• Schriftliche Übung A:
Beantworte anhand des Textes über den Personenkult die folgenden Fragen:
(i) Den Einfluss welcher beiden Kirchen in Deutschland wollten Adolf Hitler und seine Bewegung zurückdrängen?
(ii) Welche beiden Formen des Charismas unterschied Max Weber vom persönlichen Charisma?
(iii) In welchem Land gibt es einen Personenkult mit „Erbcharisma“?

-------- Entnommener Text

Da im Personenkult (vor allem in der Geschichte seit den Pharaonen bis zur Säkularisierung) oft ein politischer Herrscher glorifiziert wird, der seine Herrschaft häufig aus der Nähe zum Göttlichen (Gottesgnadentum) begründet, zeigt sich der Personenkult phänomenologisch in quasireligiösen Ritualen. Dies war in der Geschichte teilweise gewollt und wurde genutzt, um den Einfluss von Kirchen oder anderen religiösen Organisationen zurückzudrängen. Zum Beispiel wollten Adolf Hitler und seine nationalsozialistische Bewegung den Einfluss der evangelischen und katholischen Kirche in Deutschland zurückdrängen (siehe auch „Kirchenkampf“).

Der Personenkult kann an spezifischen Eigenschaften einer Person des öffentlichen Lebens anknüpfen und/oder aus dem Innehaben eines hohen Amtes resultieren wie beispielsweise bei Kaisern oder beim britischen König. Entscheidend ist, dass eine Charismatisierung stattfindet. Max Weber (1864–1920) unterschied vom persönlichen Charisma das Amtscharisma und das Erbcharisma.[8] Einen Personenkult mit „Erbcharisma“ gibt es in Nordkorea.

----------------
-------- Datensätze zur Übung

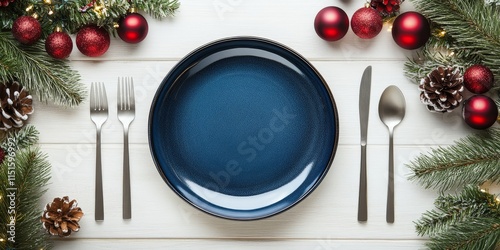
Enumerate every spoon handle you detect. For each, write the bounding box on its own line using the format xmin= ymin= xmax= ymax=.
xmin=386 ymin=130 xmax=394 ymax=223
xmin=358 ymin=144 xmax=368 ymax=221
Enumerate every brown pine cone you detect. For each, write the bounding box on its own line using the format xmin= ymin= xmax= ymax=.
xmin=418 ymin=67 xmax=464 ymax=113
xmin=41 ymin=196 xmax=83 ymax=237
xmin=0 ymin=81 xmax=33 ymax=131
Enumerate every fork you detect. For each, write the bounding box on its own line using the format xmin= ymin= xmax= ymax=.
xmin=117 ymin=77 xmax=135 ymax=219
xmin=90 ymin=82 xmax=108 ymax=221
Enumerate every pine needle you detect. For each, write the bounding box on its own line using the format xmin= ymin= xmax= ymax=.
xmin=407 ymin=128 xmax=500 ymax=191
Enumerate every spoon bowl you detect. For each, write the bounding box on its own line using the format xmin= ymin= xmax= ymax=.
xmin=378 ymin=85 xmax=406 ymax=223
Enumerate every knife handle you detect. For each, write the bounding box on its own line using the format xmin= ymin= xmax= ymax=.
xmin=358 ymin=144 xmax=368 ymax=221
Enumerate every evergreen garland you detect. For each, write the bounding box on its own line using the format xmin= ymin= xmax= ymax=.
xmin=404 ymin=0 xmax=500 ymax=250
xmin=0 ymin=126 xmax=51 ymax=249
xmin=0 ymin=0 xmax=180 ymax=106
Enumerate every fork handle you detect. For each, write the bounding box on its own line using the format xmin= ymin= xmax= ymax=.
xmin=123 ymin=126 xmax=132 ymax=219
xmin=95 ymin=128 xmax=104 ymax=221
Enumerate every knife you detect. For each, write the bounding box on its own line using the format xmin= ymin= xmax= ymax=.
xmin=358 ymin=66 xmax=372 ymax=221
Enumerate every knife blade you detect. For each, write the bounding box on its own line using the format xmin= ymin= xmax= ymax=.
xmin=358 ymin=66 xmax=372 ymax=221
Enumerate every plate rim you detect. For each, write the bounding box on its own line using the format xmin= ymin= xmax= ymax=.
xmin=148 ymin=36 xmax=339 ymax=221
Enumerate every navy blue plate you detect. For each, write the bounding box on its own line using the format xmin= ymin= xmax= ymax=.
xmin=149 ymin=37 xmax=339 ymax=220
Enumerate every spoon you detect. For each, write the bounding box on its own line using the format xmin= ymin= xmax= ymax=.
xmin=378 ymin=85 xmax=406 ymax=223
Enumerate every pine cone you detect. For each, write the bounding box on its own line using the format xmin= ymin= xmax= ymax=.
xmin=0 ymin=82 xmax=33 ymax=131
xmin=418 ymin=67 xmax=464 ymax=113
xmin=370 ymin=0 xmax=404 ymax=17
xmin=41 ymin=196 xmax=83 ymax=237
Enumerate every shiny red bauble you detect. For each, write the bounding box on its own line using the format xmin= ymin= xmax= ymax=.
xmin=464 ymin=65 xmax=495 ymax=94
xmin=45 ymin=31 xmax=73 ymax=59
xmin=462 ymin=95 xmax=498 ymax=129
xmin=12 ymin=16 xmax=42 ymax=45
xmin=351 ymin=8 xmax=384 ymax=39
xmin=392 ymin=11 xmax=431 ymax=50
xmin=76 ymin=25 xmax=111 ymax=57
xmin=314 ymin=6 xmax=349 ymax=42
xmin=118 ymin=13 xmax=148 ymax=43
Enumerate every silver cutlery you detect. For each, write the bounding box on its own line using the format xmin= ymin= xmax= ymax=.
xmin=117 ymin=77 xmax=135 ymax=219
xmin=378 ymin=85 xmax=406 ymax=223
xmin=90 ymin=82 xmax=108 ymax=220
xmin=358 ymin=66 xmax=372 ymax=221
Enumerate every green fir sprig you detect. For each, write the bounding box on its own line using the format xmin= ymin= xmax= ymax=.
xmin=0 ymin=126 xmax=51 ymax=249
xmin=416 ymin=185 xmax=500 ymax=250
xmin=405 ymin=0 xmax=500 ymax=83
xmin=407 ymin=128 xmax=500 ymax=191
xmin=0 ymin=32 xmax=86 ymax=106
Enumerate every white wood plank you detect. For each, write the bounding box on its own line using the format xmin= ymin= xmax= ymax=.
xmin=49 ymin=238 xmax=425 ymax=250
xmin=30 ymin=61 xmax=473 ymax=145
xmin=42 ymin=144 xmax=436 ymax=240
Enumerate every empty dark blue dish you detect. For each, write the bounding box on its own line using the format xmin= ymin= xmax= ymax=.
xmin=149 ymin=37 xmax=339 ymax=220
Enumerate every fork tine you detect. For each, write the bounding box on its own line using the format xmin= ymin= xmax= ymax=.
xmin=129 ymin=77 xmax=135 ymax=110
xmin=90 ymin=82 xmax=96 ymax=110
xmin=117 ymin=77 xmax=123 ymax=110
xmin=99 ymin=82 xmax=108 ymax=110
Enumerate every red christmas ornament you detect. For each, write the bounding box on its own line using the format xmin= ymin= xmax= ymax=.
xmin=76 ymin=25 xmax=110 ymax=57
xmin=351 ymin=8 xmax=384 ymax=39
xmin=118 ymin=13 xmax=148 ymax=43
xmin=462 ymin=95 xmax=498 ymax=129
xmin=392 ymin=11 xmax=431 ymax=50
xmin=45 ymin=31 xmax=73 ymax=59
xmin=370 ymin=0 xmax=403 ymax=17
xmin=464 ymin=65 xmax=494 ymax=94
xmin=12 ymin=16 xmax=42 ymax=45
xmin=314 ymin=6 xmax=349 ymax=41
xmin=0 ymin=0 xmax=14 ymax=7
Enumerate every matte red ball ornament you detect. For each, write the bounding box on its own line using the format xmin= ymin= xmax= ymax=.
xmin=392 ymin=11 xmax=431 ymax=50
xmin=45 ymin=31 xmax=73 ymax=59
xmin=76 ymin=25 xmax=110 ymax=57
xmin=118 ymin=13 xmax=148 ymax=43
xmin=314 ymin=6 xmax=349 ymax=42
xmin=351 ymin=8 xmax=384 ymax=39
xmin=12 ymin=16 xmax=42 ymax=45
xmin=462 ymin=95 xmax=498 ymax=129
xmin=464 ymin=65 xmax=495 ymax=94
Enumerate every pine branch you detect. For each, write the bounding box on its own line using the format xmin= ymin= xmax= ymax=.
xmin=0 ymin=32 xmax=86 ymax=106
xmin=407 ymin=128 xmax=500 ymax=190
xmin=0 ymin=128 xmax=51 ymax=249
xmin=132 ymin=0 xmax=180 ymax=19
xmin=405 ymin=0 xmax=500 ymax=80
xmin=415 ymin=185 xmax=500 ymax=237
xmin=0 ymin=125 xmax=39 ymax=150
xmin=427 ymin=217 xmax=500 ymax=250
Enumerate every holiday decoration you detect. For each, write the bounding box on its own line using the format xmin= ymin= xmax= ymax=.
xmin=418 ymin=67 xmax=464 ymax=112
xmin=76 ymin=25 xmax=111 ymax=57
xmin=45 ymin=29 xmax=73 ymax=59
xmin=464 ymin=65 xmax=494 ymax=94
xmin=392 ymin=11 xmax=431 ymax=50
xmin=0 ymin=125 xmax=51 ymax=249
xmin=462 ymin=95 xmax=498 ymax=129
xmin=351 ymin=8 xmax=383 ymax=39
xmin=12 ymin=16 xmax=42 ymax=45
xmin=314 ymin=6 xmax=349 ymax=41
xmin=370 ymin=0 xmax=403 ymax=17
xmin=0 ymin=0 xmax=14 ymax=8
xmin=118 ymin=9 xmax=148 ymax=43
xmin=41 ymin=196 xmax=83 ymax=237
xmin=0 ymin=82 xmax=33 ymax=131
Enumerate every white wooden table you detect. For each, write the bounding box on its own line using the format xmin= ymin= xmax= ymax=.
xmin=31 ymin=0 xmax=478 ymax=249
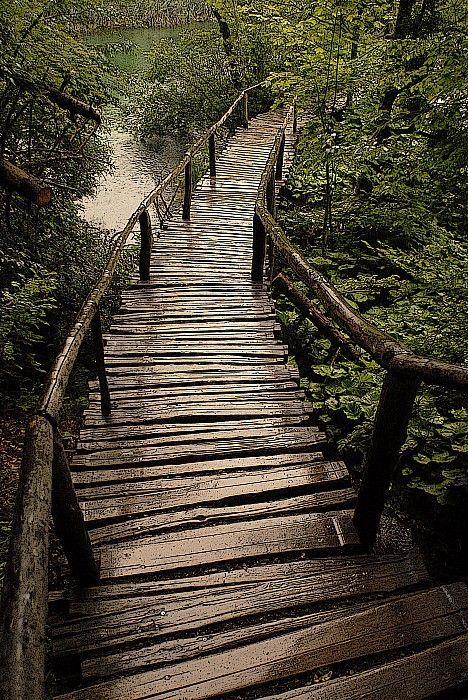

----------------

• Schriftliche Übung B: Gib die Zeilen der Datensätze unverändert wieder, vom Anfang der Datensätze bis einschließlich der Zeile mit „xmin=90 ymin=82 xmax=108 ymax=221“, und lass die Bilder dabei weg.

• Richtiges Ergebnis A:
(i) Die evangelische und die katholische Kirche
(ii) Das Amtscharisma und das Erbcharisma
(iii) In Nordkorea

• Richtiges Ergebnis B:
Enumerate every spoon handle you detect. For each, write the bounding box on its own line using the format xmin= ymin= xmax= ymax=.
xmin=386 ymin=130 xmax=394 ymax=223
xmin=358 ymin=144 xmax=368 ymax=221
Enumerate every brown pine cone you detect. For each, write the bounding box on its own line using the format xmin= ymin= xmax= ymax=.
xmin=418 ymin=67 xmax=464 ymax=113
xmin=41 ymin=196 xmax=83 ymax=237
xmin=0 ymin=81 xmax=33 ymax=131
Enumerate every fork you detect. For each, write the bounding box on its own line using the format xmin= ymin= xmax= ymax=.
xmin=117 ymin=77 xmax=135 ymax=219
xmin=90 ymin=82 xmax=108 ymax=221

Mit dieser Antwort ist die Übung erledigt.